Take the line containing "of the clear" through the last line of the data and retype those lines exactly. Pictures do not belong in the copy.

- **Exercise materials**:
* * *

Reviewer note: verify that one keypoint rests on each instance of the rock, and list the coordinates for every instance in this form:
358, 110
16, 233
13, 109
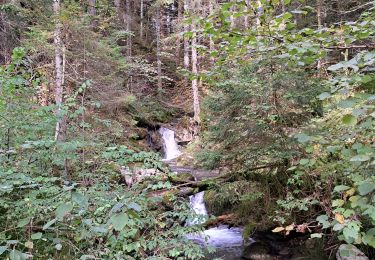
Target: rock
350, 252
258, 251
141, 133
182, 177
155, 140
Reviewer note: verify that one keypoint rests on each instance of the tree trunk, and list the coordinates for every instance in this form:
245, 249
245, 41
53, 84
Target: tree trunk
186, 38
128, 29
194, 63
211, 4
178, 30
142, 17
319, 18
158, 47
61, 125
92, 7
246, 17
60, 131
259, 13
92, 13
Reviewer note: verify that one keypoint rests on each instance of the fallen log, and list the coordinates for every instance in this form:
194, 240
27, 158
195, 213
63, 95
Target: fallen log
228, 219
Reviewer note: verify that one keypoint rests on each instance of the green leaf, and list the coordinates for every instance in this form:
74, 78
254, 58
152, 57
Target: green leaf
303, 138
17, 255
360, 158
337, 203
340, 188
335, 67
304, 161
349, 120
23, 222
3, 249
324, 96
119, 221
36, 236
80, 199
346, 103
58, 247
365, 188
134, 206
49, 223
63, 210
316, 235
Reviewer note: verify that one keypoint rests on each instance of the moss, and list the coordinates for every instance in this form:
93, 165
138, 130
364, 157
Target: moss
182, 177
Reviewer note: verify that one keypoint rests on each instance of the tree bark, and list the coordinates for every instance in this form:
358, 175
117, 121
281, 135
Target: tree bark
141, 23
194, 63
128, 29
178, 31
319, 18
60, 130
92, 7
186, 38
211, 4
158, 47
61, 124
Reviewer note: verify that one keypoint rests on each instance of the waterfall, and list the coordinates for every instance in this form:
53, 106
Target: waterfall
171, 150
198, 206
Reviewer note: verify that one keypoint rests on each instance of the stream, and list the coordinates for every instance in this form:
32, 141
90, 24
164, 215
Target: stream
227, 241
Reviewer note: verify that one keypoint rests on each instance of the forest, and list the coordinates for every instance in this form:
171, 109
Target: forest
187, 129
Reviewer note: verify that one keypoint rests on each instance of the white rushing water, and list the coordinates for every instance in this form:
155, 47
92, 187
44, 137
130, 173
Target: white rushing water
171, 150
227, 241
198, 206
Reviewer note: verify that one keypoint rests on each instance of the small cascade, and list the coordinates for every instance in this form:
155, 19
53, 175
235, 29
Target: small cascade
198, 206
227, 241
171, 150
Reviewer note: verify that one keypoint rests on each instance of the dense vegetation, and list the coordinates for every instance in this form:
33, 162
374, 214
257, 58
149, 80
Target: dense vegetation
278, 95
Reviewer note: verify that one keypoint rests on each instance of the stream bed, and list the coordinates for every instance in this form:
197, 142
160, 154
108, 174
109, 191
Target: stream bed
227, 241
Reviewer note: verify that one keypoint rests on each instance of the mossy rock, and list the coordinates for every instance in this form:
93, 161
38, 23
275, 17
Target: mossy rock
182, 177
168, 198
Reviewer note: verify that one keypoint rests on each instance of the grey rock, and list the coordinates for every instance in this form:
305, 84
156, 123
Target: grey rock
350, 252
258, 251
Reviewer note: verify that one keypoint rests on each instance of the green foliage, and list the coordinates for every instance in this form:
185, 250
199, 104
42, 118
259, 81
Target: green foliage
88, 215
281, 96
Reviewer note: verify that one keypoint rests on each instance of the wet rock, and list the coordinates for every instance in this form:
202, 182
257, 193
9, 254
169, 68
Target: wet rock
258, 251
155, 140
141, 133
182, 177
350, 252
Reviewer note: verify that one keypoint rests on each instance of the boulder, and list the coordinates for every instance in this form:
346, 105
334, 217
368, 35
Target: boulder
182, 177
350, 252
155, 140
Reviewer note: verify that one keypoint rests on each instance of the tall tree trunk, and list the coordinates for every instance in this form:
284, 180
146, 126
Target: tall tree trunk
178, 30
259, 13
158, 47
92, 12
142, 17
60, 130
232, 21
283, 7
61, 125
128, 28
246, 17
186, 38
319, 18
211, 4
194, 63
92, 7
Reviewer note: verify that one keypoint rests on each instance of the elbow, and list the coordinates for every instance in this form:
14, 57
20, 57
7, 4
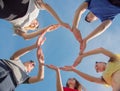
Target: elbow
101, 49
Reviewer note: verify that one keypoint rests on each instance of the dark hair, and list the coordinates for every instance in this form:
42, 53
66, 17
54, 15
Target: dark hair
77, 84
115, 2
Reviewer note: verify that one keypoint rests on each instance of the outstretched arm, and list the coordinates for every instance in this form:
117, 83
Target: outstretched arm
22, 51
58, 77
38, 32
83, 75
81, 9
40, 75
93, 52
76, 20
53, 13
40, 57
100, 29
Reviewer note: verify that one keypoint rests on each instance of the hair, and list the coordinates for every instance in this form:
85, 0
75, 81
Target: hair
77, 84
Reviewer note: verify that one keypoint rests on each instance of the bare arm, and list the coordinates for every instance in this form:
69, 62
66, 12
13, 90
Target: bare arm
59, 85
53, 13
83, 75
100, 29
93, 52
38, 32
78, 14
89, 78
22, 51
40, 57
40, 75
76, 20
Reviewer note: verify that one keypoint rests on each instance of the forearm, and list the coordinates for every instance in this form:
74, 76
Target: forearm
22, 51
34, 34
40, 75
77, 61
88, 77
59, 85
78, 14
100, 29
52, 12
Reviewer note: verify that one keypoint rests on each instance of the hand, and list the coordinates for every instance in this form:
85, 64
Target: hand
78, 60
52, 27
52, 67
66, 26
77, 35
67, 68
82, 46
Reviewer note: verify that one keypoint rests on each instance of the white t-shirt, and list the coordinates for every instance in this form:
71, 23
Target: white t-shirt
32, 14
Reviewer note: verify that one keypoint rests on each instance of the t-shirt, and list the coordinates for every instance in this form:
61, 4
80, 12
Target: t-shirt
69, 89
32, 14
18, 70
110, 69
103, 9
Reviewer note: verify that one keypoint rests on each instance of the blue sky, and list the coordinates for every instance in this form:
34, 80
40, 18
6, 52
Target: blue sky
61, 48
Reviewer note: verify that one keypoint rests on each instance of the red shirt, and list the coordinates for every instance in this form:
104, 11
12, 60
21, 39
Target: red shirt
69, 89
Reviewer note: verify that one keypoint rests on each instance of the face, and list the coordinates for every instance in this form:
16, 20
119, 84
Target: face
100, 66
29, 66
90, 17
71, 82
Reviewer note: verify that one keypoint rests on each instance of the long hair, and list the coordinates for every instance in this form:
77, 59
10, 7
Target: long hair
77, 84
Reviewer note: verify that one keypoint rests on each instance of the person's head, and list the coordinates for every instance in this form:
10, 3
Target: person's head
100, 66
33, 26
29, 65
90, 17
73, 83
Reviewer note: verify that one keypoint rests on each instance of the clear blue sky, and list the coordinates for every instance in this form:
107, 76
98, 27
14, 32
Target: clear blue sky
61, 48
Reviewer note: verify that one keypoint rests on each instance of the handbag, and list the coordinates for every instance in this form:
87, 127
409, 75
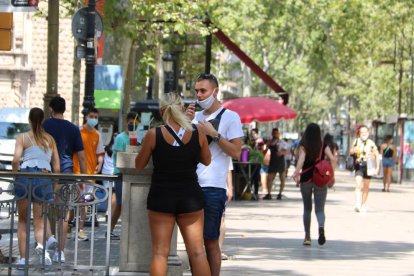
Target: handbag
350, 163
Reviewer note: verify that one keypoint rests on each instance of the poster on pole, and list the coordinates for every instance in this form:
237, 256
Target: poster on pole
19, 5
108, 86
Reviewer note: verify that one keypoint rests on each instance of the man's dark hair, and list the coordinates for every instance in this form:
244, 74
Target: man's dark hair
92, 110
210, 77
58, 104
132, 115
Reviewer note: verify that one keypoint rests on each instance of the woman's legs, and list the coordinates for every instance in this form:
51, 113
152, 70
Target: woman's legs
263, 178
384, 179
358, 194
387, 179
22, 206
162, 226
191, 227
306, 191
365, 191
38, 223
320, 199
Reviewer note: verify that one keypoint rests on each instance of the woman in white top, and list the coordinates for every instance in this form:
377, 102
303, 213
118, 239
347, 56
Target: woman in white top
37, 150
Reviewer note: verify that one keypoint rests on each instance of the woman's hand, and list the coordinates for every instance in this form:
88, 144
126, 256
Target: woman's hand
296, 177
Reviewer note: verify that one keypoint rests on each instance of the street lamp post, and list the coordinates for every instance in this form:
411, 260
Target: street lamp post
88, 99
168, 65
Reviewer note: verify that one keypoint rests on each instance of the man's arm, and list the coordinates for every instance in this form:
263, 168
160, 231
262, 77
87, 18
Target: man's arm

* * *

- **Worked solution**:
Reviewer note: verify that one keypoint rests on each instance of the clear blue sky, and list the coordinates for every instance in this form:
107, 76
98, 27
14, 32
Target: clear blue sky
61, 48
Reviewer note: verify that one keypoint rests on each instance of the handbag, and list the coordinates for every instance in this form:
87, 127
409, 75
Target: handbag
350, 163
Reviewer note: verify that one keypoint rests on each instance of the poster on pole, and list the coordinates for every instance in this form:
237, 256
Target: poster on pole
19, 5
108, 86
Reviewer note: verify that one keypoint rests on each instance of the man's dark hair, and list the coordinates for every instance in this form:
244, 74
Target: man's dark hair
92, 110
210, 77
58, 104
132, 115
Reviewer note: verify that one keypoint rests on each instance of the woman's legs, and list the coordinates for every instance in this form:
51, 113
152, 70
Target: woman's legs
263, 178
384, 179
358, 194
387, 179
22, 206
162, 226
191, 227
306, 191
365, 191
38, 223
320, 199
Reviewer note: verify that one keypoint rests on each instance of the woman in white top, and list the coordinates for every instance in this form:
377, 102
303, 213
118, 239
347, 56
Target: woman in white top
37, 150
Reviewer note: verify that one keypoint rests on each instance of the woman's hand, and list the coordinates for every instance in this form:
88, 144
126, 256
Target: woman's hand
296, 177
Reviewer note: verify that one keypoint rests on each instance of the street lamp post, and list the coordinates for every instance in this form:
411, 260
Target: street lamp post
88, 99
168, 65
Reviewer note: verify that one keypoint rests on each instance of the man's arm, and list the coordinates for every instance in this form:
263, 168
160, 231
262, 77
87, 18
Target: man's arm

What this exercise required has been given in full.